» **Data**:
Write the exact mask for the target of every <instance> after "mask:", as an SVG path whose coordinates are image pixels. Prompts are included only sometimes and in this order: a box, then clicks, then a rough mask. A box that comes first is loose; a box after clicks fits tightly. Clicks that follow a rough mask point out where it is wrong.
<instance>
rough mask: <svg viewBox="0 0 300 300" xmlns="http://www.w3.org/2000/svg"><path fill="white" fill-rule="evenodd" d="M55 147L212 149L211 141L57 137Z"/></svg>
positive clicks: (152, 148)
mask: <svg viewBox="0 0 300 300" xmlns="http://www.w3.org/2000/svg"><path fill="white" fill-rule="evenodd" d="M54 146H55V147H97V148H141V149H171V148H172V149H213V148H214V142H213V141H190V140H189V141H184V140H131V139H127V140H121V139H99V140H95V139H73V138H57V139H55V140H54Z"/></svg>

» **Description of the task**: Print the entire listing above again, reproducing every line character for character.

» **Solution below**:
Write the exact mask for the target of every <instance> after "mask:", as an SVG path whose coordinates are image pixels. Prompts are included only sometimes and in this order: a box, then clicks, then a rough mask. A box that comes first is loose; a box after clicks fits tightly. Clicks that follow a rough mask point out where it is wrong.
<instance>
rough mask: <svg viewBox="0 0 300 300" xmlns="http://www.w3.org/2000/svg"><path fill="white" fill-rule="evenodd" d="M55 147L212 149L211 141L57 137Z"/></svg>
positive clicks: (152, 148)
mask: <svg viewBox="0 0 300 300" xmlns="http://www.w3.org/2000/svg"><path fill="white" fill-rule="evenodd" d="M54 146H55V147H97V148H141V149H171V148H172V149H213V148H214V142H213V141H190V140H189V141H184V140H131V139H127V140H121V139H99V140H95V139H73V138H57V139H55V140H54Z"/></svg>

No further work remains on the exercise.